PAGE EXCERPT:
═══
Minnesota Court of Appeals
Jul 27, 1999
No. C2-98-1802 (Minn. Ct. App. Jul. 27, 1999)

Opinion

No. C2-98-1802.

Filed July 27, 1999.

Appeal from the District Court, Dakota County, File No. CX977944.

Daniel E. Warner, Warner Law Office, (for respondent)

Michael Anthony Broback, (for appellant)

Considered and decided by Toussaint, Chief Judge, Short, Judge, and Norton, Judge.

Retired judge of the Minnesota Court of Appeals, serving by appointment pursuant to Minn. Const. art. VI, § 10.


This opinion will be unpublished and may not be cited except as provided by Minn. Stat. § 480A.08, subd. 3 (1998).
═══
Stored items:

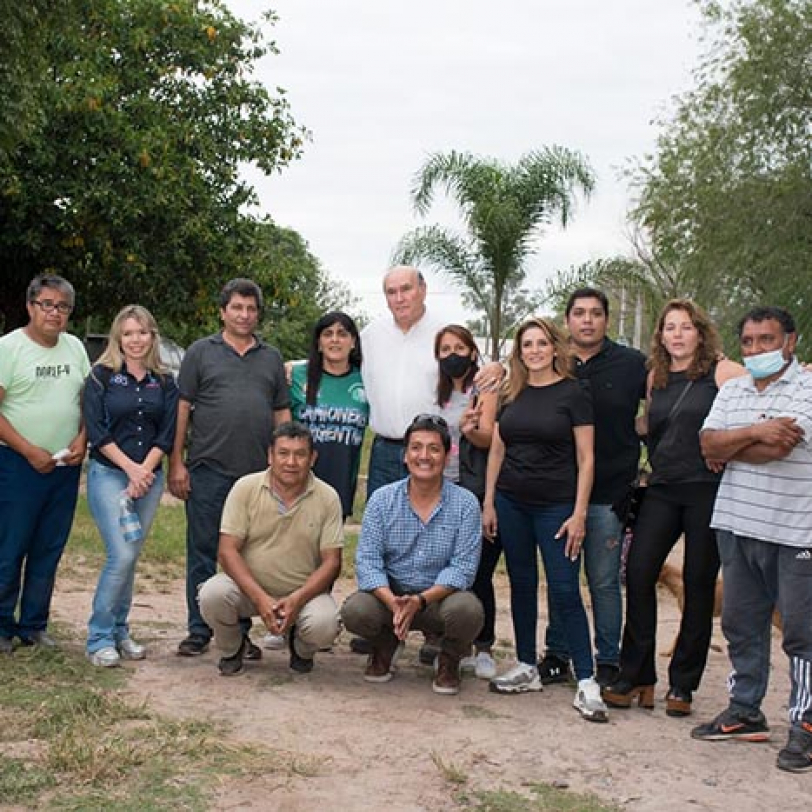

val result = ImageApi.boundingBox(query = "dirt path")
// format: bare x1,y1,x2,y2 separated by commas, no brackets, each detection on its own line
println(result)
54,577,812,812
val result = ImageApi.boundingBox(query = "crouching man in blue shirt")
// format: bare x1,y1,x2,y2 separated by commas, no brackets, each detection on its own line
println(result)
341,414,483,694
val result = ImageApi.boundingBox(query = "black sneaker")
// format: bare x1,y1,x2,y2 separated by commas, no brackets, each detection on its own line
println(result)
288,626,313,674
242,634,262,661
691,708,770,742
778,722,812,773
350,637,372,654
217,637,248,677
595,663,620,688
538,654,570,685
417,643,440,665
178,632,209,657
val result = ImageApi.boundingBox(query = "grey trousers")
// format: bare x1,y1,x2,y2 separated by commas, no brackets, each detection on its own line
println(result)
199,572,339,659
717,530,812,726
341,592,484,659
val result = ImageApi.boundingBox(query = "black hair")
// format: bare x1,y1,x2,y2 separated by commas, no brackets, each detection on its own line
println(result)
564,288,609,318
403,414,451,454
218,278,262,310
271,420,313,454
736,305,795,338
25,273,76,306
305,310,361,406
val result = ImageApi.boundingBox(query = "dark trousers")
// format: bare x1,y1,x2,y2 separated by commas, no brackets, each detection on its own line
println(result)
186,465,237,638
620,482,719,691
471,536,502,649
495,491,594,680
718,531,812,726
0,446,81,638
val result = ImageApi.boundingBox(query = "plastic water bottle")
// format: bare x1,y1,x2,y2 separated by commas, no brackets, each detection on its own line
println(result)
118,491,143,544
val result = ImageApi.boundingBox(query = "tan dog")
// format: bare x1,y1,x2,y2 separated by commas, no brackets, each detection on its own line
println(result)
657,563,781,657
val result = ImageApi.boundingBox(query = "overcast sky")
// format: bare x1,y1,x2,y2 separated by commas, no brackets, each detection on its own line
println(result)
227,0,699,319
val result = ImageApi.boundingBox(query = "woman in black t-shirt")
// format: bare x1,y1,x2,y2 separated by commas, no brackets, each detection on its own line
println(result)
603,299,744,716
482,318,606,722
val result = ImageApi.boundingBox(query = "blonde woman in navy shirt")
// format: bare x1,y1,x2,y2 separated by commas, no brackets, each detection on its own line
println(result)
83,305,178,667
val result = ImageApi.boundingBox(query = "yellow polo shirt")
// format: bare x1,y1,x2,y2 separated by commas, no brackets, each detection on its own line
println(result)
220,470,344,598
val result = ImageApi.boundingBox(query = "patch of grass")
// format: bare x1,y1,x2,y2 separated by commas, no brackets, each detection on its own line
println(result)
63,494,186,578
457,784,621,812
0,648,316,812
0,757,56,804
429,750,468,786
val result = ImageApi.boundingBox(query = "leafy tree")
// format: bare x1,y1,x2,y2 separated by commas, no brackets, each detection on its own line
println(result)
632,0,812,351
0,0,304,329
395,147,594,358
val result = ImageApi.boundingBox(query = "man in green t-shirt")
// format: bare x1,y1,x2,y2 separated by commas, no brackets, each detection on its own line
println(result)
0,275,90,654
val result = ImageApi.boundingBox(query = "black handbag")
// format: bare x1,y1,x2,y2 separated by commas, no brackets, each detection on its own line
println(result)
612,381,694,533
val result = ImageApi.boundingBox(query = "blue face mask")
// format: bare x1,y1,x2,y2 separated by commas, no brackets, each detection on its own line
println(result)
743,349,786,381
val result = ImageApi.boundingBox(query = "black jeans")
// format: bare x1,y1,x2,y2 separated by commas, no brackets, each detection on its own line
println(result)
471,535,502,649
620,482,719,691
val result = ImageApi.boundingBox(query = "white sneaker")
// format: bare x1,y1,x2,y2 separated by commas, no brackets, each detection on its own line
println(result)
87,646,121,668
116,637,147,660
572,677,609,722
490,663,542,694
474,651,496,679
262,632,288,651
460,654,478,676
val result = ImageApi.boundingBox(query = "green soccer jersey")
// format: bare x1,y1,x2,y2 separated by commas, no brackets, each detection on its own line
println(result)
290,364,369,518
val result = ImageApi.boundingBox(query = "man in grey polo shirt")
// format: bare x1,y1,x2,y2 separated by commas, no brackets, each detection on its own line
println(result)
169,279,291,658
691,307,812,772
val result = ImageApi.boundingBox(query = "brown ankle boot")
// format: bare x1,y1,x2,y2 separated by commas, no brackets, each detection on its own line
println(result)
431,651,460,694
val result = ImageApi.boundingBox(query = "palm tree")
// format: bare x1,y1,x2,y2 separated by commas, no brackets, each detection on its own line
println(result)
394,147,595,358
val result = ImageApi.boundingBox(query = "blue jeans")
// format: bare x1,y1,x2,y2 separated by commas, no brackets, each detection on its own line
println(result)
545,504,623,665
716,530,812,726
367,437,408,499
87,460,164,654
0,446,81,639
186,465,237,639
495,491,594,680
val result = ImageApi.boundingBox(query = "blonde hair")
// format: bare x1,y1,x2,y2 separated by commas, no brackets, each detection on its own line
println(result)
648,299,722,389
501,317,574,403
96,305,168,375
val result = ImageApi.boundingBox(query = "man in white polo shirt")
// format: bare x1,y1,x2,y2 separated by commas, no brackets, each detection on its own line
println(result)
361,265,445,499
691,307,812,772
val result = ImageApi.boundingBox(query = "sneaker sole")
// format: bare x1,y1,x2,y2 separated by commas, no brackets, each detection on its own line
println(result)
776,756,812,773
572,705,609,724
364,671,394,683
691,731,770,744
488,682,544,694
431,682,460,696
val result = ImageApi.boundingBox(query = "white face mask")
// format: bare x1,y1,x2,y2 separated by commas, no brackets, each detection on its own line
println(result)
743,338,787,381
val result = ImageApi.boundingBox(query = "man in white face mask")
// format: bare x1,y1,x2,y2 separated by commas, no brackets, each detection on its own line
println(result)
691,307,812,772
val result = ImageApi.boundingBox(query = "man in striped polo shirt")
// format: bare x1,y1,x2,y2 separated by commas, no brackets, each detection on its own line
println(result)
691,307,812,772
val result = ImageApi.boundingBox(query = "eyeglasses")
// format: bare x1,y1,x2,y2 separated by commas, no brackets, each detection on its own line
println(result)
31,299,73,316
412,412,448,431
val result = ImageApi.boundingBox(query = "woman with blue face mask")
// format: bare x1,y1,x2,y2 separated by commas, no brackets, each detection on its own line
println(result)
603,299,744,716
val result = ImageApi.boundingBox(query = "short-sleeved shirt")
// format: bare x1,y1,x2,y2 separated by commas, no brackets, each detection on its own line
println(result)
702,360,812,548
0,328,90,454
220,470,344,598
361,310,446,440
496,378,593,505
355,477,482,595
178,333,290,477
290,364,369,516
573,338,647,505
82,364,178,468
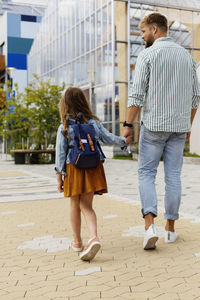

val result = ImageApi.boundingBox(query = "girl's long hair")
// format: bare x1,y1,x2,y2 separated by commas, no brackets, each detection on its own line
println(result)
59,87,99,137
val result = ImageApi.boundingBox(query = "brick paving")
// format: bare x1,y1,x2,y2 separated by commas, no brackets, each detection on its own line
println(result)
0,160,200,300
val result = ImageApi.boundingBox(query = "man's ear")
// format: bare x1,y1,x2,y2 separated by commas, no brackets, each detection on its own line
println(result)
152,24,158,35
═══
INSTRUCTION 1: In the court opinion excerpt, which county's district court is the appeal from?
INSTRUCTION 2: Please carry on the court opinion excerpt from its last sentence.
The listing has no connection to the court opinion excerpt.

TASK OUTPUT 1: Dakota County

TASK OUTPUT 2:
UNPUBLISHED OPINION


In this consolidated appeal from a judgment awarding Timothy Stiehm unpaid commissions and from an order denying posttrial motions, Dakota County Lumber Co. (DCL) challenges (a) the trial court's finding that Stiehm's commission was a full 4.5% of his gross sales minus the sales tax and (b) the trial courts exclusion as hearsay of notes of a telephone conversation between a DCL employee and a contractor. Because the evidence reasonably supports the trial court's finding and DCL failed to lay the foundation necessary to admit the notes under the business-record exception to the hearsay rule, we affirm.

DECISION I.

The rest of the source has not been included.